SECCIÓN DEL DOCUMENTO:
Decidí ir a conocer la tan renombrada parroquia. Algunos amigos también estaban motivados por ir y, algunos también ya asistían con alguna frecuencia a lo que ocurría en ese lugar aún misterioso para mí. Fui un día de semana, un miércoles, día en que a las 19:00 horas, Karadima daba una charla en el salón parroquial. Recuerdo bien mi impresión al llegar allá. Un templo de arquitectura moderna, imponente, con un patio lateral acogedor, una sala de reuniones o de actividades variadas, grande, con capacidad para unas 200 personas, que lentamente se comienza a llenar de jóvenes, que venían atraídos por una fuerza religiosa que no había visto antes. ¡Un día de semana en la tarde en una iglesia llena de jóvenes! Me pareció increíble. Algo había ahí que atraía a esa gente.  Llegó Karadima, se posicionó al frente, rezó un Ave María y se sentó a una mesa con un micrófono a predicarnos su mensaje. Al igual como lo escuché en mi colegio, hablaba encendido de fe, usaba iguales o similares ejemplos, pero nos hacía sentir que estábamos en casa, en la casa donde él era el anfitrión y se sentía cómodo. Desde su posición me saludó y me presentó frente a todos los asistentes (yo era el presidente del centro de alumnos de mi colegio a ese entonces) y me hizo sentir reconocido. Me invitó en público a acudir a la parroquia de modo regular.  Mi impresión fue grande, pero más grande aún, cuando al terminar la charla, de unos 40 minutos, nos invitó al templo a la misa de las 20:00 que se celebraría a continuación. Me trasladé al templo y vi una cantidad importante de personas que rezaban el rosario, previo a la misa. Para mí el rosario era una oración que había conocido de nombre y como algo ya fuera de práctica. Además, que la repetición de 50 avemarías en voz alta me producía aburrimiento solo de pensarlo, pero…, en este lugar se veía a 50, tal vez 100 personas rezándolo. También observé que muchos asistentes eran jóvenes, como yo o algo mayores y, mientras pasaba el tiempo, llegaban más y más fieles. A las 20:00 en punto comenzó la misa con un templo ¿caso? casi repleto. ¡No podía creerlo! ¡Misa un día de semana! ¿Qué ocurría ahí? Tal vez éste era el lugar oculto que conservaba la fe tradicional que había aprendido en mi hogar. Había también muchos detalles más, largos de enumerar, pero que me daban la sensación de que había algo distinto y bueno en ese lugar.

Al final de la misa, fui a la sacristía, donde el sacerdote se estaba sacando los ornamentos. Me acerqué a Karadima y le manifesté mi deseo por conversar con él. No recuerdo detalles precisos, pero sí que me indicó que fuera un día de semana, tal vez al día siguiente, jueves, a conversar con él.

Extractos de conjuntos de datos etiquetados con recuadros:
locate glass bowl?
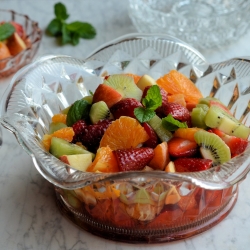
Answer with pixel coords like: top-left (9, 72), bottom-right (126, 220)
top-left (128, 0), bottom-right (250, 50)
top-left (0, 9), bottom-right (42, 78)
top-left (0, 34), bottom-right (250, 243)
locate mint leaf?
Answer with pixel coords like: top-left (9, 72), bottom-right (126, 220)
top-left (54, 3), bottom-right (69, 20)
top-left (66, 99), bottom-right (91, 127)
top-left (0, 23), bottom-right (16, 41)
top-left (134, 107), bottom-right (155, 123)
top-left (162, 114), bottom-right (188, 131)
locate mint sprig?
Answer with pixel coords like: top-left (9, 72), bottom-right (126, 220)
top-left (134, 85), bottom-right (162, 123)
top-left (162, 114), bottom-right (188, 131)
top-left (47, 2), bottom-right (96, 45)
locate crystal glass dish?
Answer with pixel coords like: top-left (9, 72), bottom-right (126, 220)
top-left (0, 34), bottom-right (250, 243)
top-left (128, 0), bottom-right (250, 50)
top-left (0, 9), bottom-right (42, 78)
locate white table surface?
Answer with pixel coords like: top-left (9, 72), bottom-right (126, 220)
top-left (0, 0), bottom-right (250, 250)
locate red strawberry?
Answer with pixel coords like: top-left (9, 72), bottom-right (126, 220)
top-left (142, 122), bottom-right (159, 148)
top-left (168, 137), bottom-right (198, 158)
top-left (174, 158), bottom-right (213, 172)
top-left (114, 148), bottom-right (154, 171)
top-left (110, 98), bottom-right (142, 119)
top-left (164, 102), bottom-right (191, 123)
top-left (209, 128), bottom-right (248, 157)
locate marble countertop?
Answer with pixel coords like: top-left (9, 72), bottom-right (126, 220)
top-left (0, 0), bottom-right (250, 250)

OBJETIVO DEL EJERCICIO:
En el relato sobre la visita a la parroquia, ¿por qué sorprende a quien narra ver a tanta gente rezando el rosario antes de la misa? Contesta en una a tres oraciones.

RESULTADO DE LA TAREA:
Quien narra conocía el rosario solo de nombre y lo tenía por una oración ya fuera de práctica. Además, la repetición de 50 avemarías en voz alta le producía aburrimiento solo de pensarlo. Aun así, en ese lugar veía a 50, tal vez 100 personas rezándolo.